__ASSIGNMENT__: Let your answer be the line containing "Where can you spot the tree canopy?" and every line below it to the end of the records, copied exactly.

[Opening RECORDS TO USE section]

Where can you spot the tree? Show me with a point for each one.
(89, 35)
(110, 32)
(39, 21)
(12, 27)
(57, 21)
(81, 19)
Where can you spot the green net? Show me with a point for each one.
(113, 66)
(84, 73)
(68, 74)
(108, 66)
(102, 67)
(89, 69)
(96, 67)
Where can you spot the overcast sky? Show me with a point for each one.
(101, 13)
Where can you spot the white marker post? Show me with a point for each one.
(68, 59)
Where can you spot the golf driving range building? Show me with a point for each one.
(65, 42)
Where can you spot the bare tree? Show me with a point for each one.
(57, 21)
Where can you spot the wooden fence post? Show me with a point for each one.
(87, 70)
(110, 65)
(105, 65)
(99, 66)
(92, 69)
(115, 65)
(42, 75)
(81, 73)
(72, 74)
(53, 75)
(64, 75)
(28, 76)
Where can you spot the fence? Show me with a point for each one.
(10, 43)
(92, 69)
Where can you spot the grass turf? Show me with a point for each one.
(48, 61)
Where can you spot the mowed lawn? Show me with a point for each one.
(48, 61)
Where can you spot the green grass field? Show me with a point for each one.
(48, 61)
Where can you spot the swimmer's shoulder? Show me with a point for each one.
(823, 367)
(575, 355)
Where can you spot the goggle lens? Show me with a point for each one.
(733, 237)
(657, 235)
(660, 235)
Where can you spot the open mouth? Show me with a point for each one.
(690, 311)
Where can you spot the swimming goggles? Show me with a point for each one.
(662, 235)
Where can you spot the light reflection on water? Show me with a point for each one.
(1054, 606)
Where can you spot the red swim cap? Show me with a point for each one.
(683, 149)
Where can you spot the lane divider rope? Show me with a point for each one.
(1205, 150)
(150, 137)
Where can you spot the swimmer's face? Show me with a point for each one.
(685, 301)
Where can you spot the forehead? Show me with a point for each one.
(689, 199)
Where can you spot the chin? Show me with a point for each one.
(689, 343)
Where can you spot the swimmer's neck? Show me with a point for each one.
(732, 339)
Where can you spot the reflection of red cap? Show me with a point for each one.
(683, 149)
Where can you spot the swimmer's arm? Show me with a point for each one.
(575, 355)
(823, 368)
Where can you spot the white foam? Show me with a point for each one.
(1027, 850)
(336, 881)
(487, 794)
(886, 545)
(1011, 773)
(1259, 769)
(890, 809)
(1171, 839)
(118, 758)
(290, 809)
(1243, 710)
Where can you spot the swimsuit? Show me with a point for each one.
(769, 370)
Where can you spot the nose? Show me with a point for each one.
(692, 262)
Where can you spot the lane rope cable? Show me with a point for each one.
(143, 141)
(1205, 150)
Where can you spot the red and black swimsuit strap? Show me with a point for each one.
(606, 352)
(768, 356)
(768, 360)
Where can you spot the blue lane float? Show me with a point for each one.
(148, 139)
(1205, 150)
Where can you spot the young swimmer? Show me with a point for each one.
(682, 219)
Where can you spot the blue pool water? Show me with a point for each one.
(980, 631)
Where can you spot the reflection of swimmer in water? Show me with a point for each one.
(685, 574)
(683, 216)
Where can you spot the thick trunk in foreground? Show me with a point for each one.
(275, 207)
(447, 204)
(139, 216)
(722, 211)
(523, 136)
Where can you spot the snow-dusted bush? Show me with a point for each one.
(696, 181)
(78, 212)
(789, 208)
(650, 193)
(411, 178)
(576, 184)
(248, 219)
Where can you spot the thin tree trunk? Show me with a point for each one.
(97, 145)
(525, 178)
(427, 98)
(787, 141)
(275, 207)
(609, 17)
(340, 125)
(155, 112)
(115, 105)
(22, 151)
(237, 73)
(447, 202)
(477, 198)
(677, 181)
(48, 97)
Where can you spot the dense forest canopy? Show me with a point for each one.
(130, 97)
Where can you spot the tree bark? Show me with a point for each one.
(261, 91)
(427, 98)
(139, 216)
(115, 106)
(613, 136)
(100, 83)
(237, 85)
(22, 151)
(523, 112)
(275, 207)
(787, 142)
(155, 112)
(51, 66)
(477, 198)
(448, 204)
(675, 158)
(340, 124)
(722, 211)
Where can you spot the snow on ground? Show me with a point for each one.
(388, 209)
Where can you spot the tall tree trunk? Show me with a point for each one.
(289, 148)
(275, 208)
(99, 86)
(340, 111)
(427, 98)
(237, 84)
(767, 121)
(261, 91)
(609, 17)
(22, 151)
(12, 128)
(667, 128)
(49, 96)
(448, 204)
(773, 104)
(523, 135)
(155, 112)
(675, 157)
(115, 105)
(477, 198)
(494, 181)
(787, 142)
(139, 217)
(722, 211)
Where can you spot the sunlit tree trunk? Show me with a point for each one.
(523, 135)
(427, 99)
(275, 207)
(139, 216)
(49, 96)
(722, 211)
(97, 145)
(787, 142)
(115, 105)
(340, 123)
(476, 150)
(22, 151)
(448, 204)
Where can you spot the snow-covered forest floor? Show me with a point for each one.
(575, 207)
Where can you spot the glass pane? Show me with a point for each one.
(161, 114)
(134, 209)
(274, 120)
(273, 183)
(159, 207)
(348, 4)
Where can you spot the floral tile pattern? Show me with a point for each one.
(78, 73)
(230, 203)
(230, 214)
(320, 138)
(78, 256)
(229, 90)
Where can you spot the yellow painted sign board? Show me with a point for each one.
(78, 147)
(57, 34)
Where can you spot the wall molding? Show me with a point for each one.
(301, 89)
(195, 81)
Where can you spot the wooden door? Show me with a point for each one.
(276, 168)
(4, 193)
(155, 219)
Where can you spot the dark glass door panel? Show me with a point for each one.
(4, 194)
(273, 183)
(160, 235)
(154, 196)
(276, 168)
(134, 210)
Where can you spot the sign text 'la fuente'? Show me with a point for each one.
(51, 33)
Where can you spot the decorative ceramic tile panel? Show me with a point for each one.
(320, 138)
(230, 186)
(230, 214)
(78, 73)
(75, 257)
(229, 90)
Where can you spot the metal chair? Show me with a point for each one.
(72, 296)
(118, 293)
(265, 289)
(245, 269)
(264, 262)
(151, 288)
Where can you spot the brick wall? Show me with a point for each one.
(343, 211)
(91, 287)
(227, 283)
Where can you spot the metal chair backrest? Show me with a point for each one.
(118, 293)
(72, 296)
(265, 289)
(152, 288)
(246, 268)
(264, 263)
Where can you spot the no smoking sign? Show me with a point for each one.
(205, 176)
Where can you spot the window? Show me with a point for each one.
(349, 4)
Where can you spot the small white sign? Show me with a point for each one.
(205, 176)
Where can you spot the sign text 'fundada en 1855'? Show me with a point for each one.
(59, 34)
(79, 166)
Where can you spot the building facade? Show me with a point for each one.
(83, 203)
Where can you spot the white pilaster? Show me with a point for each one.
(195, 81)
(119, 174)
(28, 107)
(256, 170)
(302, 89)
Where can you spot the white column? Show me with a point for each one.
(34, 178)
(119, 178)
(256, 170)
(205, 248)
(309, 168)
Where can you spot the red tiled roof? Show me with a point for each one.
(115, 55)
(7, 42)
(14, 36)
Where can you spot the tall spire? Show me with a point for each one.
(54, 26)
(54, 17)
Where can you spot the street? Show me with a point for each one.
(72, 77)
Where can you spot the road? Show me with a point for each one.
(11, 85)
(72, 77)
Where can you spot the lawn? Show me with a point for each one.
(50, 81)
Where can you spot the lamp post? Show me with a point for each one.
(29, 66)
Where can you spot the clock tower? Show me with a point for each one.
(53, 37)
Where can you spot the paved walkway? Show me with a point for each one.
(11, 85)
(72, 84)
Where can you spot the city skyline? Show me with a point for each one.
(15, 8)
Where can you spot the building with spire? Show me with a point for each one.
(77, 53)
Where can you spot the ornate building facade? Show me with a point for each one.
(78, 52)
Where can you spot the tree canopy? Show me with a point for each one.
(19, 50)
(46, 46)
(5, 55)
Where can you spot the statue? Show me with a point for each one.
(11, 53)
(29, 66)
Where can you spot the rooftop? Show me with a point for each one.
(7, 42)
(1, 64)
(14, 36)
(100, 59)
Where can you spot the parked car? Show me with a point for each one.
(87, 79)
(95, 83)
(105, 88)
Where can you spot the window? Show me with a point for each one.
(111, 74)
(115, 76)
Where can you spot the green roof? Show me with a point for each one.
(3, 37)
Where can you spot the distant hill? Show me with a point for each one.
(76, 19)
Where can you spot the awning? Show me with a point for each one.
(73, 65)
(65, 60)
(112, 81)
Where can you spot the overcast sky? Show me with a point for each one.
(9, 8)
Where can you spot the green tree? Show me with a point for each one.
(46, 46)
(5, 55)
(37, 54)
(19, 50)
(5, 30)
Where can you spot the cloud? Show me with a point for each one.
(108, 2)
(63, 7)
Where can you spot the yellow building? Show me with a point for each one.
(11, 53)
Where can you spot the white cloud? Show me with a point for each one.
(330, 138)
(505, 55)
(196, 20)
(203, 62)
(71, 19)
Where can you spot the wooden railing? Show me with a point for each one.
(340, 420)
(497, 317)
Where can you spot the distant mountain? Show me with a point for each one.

[Closing RECORDS TO USE section]

__WORKED SOLUTION__:
Where can you spot the tree canopy? Show me with a point for each one.
(19, 50)
(46, 46)
(5, 55)
Where can you spot the statue? Show me with a point for each one.
(11, 53)
(29, 66)
Where can you spot the rooftop? Show me with a point for each one.
(7, 42)
(1, 64)
(14, 36)
(100, 59)
Where can you spot the parked car? Show me with a point for each one.
(87, 79)
(95, 83)
(105, 88)
Where can you spot the window? Show me with a point for each one.
(111, 74)
(115, 76)
Where can you spot the green roof? Show me with a point for each one.
(3, 37)
Where can you spot the distant hill? Show me with a point for each one.
(76, 19)
Where can you spot the awning? Show me with a point for each one.
(73, 65)
(65, 60)
(112, 81)
Where can you spot the overcast sky? Show me with a point for each one.
(9, 8)
Where can you spot the green tree? Show me with a point for each one.
(46, 46)
(5, 55)
(37, 54)
(19, 50)
(5, 30)
Where can you spot the cloud? Show me with a point for each one.
(108, 2)
(63, 7)
Where can you spot the yellow building? Show me with a point for each one.
(11, 53)
Where can you spot the white cloud? Show me with a point for each one.
(330, 138)
(505, 55)
(196, 20)
(203, 62)
(71, 19)
Where can you spot the wooden railing? Show me with a point for each one.
(340, 420)
(497, 317)
Where can you spot the distant mountain? Show me with a point for each one.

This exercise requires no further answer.